> **What is expected**: Could you reproduce, from the records below, everything from the line with "Objective — one point per instance of the electrical" down to the line with "Objective — one point per instance of the cabinet", keeping both of those lines and changing nothing?

##############################

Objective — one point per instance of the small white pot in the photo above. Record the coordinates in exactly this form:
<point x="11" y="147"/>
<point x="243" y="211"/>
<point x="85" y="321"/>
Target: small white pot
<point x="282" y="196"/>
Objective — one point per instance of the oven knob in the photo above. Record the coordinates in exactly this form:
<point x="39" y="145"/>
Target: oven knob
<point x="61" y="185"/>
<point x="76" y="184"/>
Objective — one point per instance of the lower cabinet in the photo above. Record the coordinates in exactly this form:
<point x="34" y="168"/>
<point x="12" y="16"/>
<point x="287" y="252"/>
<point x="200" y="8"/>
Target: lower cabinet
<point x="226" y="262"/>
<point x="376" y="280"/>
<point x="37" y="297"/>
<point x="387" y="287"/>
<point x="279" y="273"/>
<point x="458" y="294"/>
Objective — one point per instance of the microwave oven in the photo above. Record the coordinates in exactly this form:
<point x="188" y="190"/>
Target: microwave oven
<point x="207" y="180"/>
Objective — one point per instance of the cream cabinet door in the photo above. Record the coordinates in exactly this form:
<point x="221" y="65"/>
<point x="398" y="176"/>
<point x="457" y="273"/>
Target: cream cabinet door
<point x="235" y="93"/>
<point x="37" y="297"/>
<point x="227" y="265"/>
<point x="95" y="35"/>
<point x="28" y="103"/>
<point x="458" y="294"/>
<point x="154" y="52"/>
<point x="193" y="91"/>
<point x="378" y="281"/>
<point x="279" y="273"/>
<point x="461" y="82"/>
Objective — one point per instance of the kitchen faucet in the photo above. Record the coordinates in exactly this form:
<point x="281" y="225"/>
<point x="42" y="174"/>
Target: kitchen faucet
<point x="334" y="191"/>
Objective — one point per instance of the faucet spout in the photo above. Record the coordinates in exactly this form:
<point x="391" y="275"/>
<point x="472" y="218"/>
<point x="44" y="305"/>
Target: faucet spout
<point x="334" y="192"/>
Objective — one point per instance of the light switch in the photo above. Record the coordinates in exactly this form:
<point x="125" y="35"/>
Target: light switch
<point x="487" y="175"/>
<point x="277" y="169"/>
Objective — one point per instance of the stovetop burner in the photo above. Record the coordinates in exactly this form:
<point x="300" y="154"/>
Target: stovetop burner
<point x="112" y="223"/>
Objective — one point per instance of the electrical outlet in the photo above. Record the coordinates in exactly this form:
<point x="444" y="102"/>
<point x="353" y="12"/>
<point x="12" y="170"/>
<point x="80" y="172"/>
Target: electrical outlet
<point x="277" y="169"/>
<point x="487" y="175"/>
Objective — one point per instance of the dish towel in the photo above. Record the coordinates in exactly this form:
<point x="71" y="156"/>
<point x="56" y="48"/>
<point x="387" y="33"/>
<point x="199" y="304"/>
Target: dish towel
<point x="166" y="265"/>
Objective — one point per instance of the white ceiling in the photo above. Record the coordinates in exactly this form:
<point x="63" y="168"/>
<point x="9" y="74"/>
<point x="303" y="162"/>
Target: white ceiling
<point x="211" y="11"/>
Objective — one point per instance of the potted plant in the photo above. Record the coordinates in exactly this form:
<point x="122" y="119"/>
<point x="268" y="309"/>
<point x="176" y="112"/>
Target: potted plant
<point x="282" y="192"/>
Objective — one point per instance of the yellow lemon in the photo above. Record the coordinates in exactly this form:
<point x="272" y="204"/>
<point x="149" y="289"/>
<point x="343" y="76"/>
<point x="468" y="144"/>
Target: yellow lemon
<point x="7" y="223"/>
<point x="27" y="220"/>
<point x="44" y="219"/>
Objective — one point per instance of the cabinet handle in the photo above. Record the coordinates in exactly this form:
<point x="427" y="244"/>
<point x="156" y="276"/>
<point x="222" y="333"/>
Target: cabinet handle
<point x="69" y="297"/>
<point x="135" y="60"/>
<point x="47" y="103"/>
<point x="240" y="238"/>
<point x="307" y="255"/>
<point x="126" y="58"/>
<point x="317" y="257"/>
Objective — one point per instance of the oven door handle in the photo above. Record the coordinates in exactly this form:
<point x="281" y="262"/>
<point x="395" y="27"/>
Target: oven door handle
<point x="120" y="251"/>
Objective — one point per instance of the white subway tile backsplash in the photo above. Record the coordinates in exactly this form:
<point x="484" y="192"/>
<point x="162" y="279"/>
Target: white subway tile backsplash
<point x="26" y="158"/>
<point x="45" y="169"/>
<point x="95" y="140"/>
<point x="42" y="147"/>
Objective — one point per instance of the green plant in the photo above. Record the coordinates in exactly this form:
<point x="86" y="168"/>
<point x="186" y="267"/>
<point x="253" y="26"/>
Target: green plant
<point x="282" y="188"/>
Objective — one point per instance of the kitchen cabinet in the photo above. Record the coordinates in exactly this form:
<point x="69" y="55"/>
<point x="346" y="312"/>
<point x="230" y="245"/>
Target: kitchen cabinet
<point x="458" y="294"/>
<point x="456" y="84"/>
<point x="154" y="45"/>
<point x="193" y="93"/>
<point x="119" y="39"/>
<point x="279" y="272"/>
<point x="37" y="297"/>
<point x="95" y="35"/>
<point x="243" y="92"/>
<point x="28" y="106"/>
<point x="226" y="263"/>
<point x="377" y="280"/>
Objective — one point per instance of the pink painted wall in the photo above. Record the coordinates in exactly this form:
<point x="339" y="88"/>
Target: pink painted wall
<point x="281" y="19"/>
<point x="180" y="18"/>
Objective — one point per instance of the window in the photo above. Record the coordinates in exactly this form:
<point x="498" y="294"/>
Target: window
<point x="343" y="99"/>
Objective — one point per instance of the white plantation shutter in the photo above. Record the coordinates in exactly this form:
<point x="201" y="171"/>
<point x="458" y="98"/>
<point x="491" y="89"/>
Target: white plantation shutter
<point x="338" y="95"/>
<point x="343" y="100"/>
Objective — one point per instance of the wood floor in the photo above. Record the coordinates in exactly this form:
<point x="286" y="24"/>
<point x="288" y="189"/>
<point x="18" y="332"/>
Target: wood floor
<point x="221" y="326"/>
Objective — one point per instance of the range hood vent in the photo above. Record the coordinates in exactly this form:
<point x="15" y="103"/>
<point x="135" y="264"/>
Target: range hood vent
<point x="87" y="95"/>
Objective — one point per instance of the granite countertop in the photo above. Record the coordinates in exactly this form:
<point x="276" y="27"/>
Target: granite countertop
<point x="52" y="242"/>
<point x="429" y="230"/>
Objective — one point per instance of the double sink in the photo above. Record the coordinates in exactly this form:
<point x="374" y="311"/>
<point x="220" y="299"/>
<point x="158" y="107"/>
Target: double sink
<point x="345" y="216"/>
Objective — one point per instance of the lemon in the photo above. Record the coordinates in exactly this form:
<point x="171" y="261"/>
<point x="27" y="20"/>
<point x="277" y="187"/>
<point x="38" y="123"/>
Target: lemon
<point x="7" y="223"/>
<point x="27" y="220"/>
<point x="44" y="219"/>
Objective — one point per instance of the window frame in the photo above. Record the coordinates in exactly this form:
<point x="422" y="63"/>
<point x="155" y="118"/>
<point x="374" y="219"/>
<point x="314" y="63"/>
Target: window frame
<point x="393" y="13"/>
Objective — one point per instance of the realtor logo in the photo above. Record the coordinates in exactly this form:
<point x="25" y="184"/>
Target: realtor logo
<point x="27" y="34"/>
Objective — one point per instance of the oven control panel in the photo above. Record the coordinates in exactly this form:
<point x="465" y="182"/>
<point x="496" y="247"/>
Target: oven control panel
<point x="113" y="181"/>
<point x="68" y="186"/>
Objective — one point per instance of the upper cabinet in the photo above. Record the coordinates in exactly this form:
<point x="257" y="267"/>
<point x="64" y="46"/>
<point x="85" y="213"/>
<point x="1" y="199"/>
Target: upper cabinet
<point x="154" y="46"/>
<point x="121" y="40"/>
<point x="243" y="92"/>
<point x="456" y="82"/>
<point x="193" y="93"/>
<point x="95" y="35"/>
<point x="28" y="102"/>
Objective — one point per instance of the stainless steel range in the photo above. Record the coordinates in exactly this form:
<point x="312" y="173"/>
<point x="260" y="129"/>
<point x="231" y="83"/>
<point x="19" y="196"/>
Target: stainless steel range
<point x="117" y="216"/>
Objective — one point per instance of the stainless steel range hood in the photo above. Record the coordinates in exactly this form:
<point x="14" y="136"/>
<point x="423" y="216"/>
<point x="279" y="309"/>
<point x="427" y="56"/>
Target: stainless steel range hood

##############################

> **Worked solution**:
Objective — one point per instance of the electrical outlet in the photo above. Record the coordinates in exactly this form:
<point x="444" y="102"/>
<point x="353" y="12"/>
<point x="12" y="170"/>
<point x="80" y="172"/>
Target: electrical outlet
<point x="277" y="169"/>
<point x="487" y="175"/>
Objective — one point per instance of the dish towel in the photo above. Record the coordinates in exactly this form:
<point x="71" y="156"/>
<point x="56" y="48"/>
<point x="387" y="33"/>
<point x="199" y="304"/>
Target: dish towel
<point x="166" y="265"/>
Objective — one point per instance of the white ceiling in the photo above. Record the coordinates in exactly this form:
<point x="63" y="168"/>
<point x="9" y="74"/>
<point x="303" y="162"/>
Target: white ceiling
<point x="211" y="11"/>
Objective — one point per instance of the potted plant in the photo above. Record the coordinates in exactly this form:
<point x="122" y="119"/>
<point x="268" y="309"/>
<point x="176" y="112"/>
Target: potted plant
<point x="282" y="192"/>
Objective — one point per instance of the yellow lemon in the photo above. Record the coordinates in exactly this form:
<point x="272" y="204"/>
<point x="149" y="289"/>
<point x="343" y="76"/>
<point x="468" y="144"/>
Target: yellow lemon
<point x="7" y="223"/>
<point x="27" y="220"/>
<point x="44" y="219"/>
Objective — one point per instance of the cabinet handle in the photo above. Record the coordinates in exactly this form:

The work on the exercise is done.